## START SOURCE

Tech Has a Gender Problem
Heather Haveman, Professor
Sociology, Sociology
Applications for Spring 2024 are closed for this project.
The tech sector has a gender problem. Women are underrepresented in engineering and management jobs. Journalists and industry veterans have documented the bro culture that pervades tech and leads to discrimination and harassment. With 2 PhD students, I am analyzing gender inequality in the tech sector in 2 separate (but related) papers. Both involve the analysis of employee reviews of their firms from Glassdoor.com.
1) Gendered Discourse in Tech Firms
In this part of the project, we analyze the gender slant of tech firms, meaning cultural conceptions of what work means, who workers are, and who has power. Such gendered conceptions can erect barriers to equality by framing ideal workers, work activities, and company goals as masculine. Male-typed conceptions of jobs and firms raises questions about how well women fit into firms and whether they are competent in many jobs.

## END SOURCE
## START INFORMATION SUPPLIED

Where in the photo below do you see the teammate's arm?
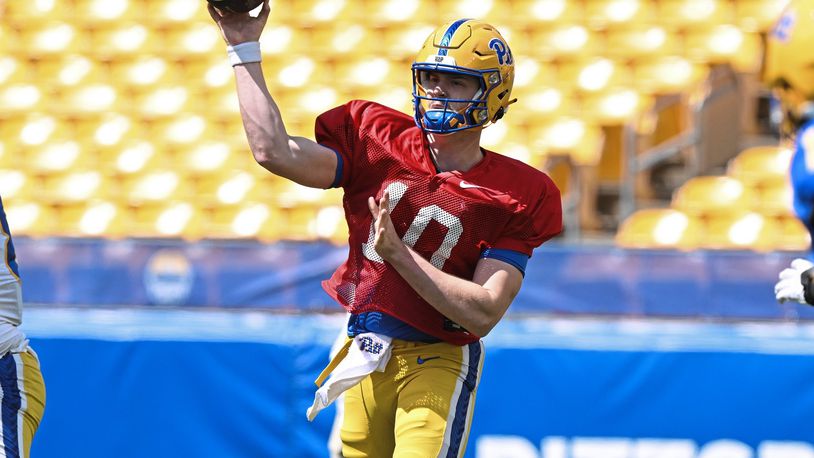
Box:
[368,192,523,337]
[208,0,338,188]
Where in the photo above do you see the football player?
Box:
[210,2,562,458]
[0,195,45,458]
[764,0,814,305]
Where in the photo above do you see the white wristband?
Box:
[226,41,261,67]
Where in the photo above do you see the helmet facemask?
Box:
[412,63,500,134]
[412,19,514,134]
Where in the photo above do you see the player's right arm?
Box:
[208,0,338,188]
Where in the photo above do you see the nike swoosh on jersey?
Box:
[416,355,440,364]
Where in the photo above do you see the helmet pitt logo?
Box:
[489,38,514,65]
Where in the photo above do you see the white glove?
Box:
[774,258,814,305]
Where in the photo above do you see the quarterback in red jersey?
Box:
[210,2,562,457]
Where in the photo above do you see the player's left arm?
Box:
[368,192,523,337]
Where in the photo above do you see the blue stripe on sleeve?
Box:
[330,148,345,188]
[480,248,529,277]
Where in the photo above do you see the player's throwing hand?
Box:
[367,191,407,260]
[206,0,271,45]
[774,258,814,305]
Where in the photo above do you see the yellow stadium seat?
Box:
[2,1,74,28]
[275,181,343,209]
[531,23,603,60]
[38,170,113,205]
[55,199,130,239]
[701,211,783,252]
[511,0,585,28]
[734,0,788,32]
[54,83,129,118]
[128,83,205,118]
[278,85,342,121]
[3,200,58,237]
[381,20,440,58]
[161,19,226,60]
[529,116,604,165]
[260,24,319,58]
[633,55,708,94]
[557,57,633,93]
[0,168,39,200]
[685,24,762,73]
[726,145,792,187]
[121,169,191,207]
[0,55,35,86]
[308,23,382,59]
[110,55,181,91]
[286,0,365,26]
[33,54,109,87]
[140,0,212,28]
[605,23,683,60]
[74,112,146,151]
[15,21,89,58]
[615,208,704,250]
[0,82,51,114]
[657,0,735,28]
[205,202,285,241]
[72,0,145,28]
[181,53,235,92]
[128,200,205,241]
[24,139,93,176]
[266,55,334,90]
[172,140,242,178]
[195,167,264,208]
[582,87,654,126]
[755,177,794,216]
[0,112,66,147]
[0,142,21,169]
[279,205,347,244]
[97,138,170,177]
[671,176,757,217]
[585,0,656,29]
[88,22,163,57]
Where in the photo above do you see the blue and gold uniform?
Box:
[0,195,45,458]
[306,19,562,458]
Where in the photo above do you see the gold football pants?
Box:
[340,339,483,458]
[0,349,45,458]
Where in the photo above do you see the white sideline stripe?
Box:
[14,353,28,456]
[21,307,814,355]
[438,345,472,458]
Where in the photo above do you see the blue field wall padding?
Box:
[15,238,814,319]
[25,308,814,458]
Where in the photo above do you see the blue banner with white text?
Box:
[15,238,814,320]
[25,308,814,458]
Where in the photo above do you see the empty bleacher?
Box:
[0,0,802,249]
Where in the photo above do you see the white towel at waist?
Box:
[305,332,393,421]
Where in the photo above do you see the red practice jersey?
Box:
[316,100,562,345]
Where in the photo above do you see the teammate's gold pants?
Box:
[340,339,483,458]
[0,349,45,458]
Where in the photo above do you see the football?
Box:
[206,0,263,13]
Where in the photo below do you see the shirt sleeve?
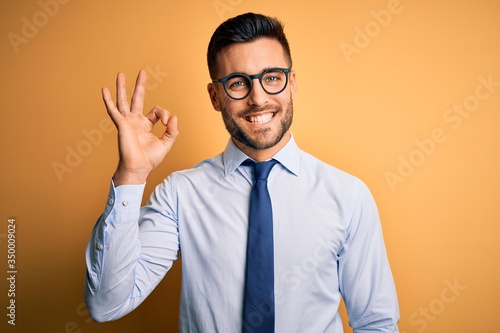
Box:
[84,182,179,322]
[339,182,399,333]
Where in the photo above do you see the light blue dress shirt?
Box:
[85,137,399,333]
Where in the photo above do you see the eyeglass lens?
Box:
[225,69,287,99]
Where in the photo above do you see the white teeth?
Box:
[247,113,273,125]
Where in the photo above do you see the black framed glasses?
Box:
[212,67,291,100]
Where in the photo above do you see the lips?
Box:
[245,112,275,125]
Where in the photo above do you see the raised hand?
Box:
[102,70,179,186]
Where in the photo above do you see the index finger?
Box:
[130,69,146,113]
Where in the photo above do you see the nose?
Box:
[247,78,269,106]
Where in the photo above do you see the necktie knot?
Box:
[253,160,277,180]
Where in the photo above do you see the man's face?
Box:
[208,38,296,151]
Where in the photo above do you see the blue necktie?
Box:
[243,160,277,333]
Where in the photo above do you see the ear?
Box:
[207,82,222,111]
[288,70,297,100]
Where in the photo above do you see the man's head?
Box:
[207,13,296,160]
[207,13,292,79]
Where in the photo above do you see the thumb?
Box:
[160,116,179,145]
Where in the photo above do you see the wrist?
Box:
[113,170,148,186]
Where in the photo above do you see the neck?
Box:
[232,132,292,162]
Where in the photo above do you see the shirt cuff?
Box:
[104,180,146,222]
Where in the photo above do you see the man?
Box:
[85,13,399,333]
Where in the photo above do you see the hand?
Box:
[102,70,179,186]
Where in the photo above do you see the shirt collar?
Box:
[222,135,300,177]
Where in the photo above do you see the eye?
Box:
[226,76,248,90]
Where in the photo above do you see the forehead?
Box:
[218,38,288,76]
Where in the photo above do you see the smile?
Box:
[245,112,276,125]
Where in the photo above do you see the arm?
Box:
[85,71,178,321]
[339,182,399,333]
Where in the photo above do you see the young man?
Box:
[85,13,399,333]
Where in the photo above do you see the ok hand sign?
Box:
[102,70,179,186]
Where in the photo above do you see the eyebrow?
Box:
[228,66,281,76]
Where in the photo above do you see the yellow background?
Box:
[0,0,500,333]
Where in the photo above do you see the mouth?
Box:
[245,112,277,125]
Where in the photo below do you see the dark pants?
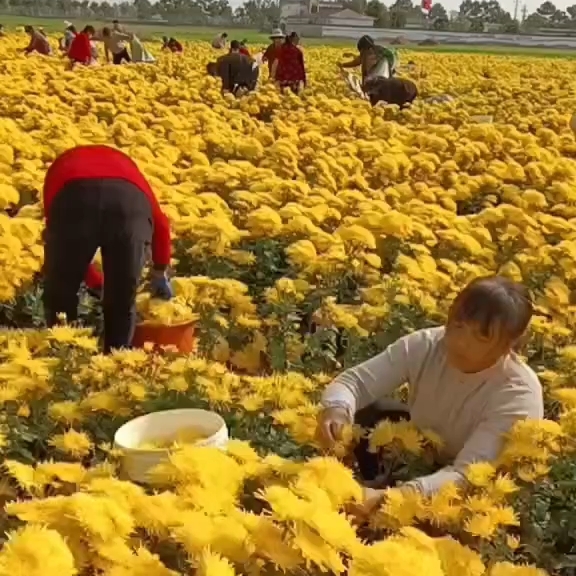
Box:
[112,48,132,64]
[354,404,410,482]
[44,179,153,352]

## END INFORMATION SUPPLIED

CHALLENGE A = According to the project description, how can gendered conceptions in tech firms create barriers to equality? Answer in one to three sentences.
CHALLENGE B = Summarize the project description in two sentences.
The entries above come from a different source than the text.

CORRECT ANSWER A = They frame ideal workers, work activities, and company goals as masculine. These male-typed conceptions of jobs and firms raise questions about how well women fit into firms and whether they are competent in many jobs.

CORRECT ANSWER B = The tech sector has a gender problem: women are underrepresented in engineering and management jobs, and a bro culture pervades tech and leads to discrimination and harassment. Heather Haveman and two PhD students are analyzing this inequality in two papers using employee reviews from Glassdoor.com, one of which examines the gender slant of tech firms' cultural conceptions of work, workers, and power.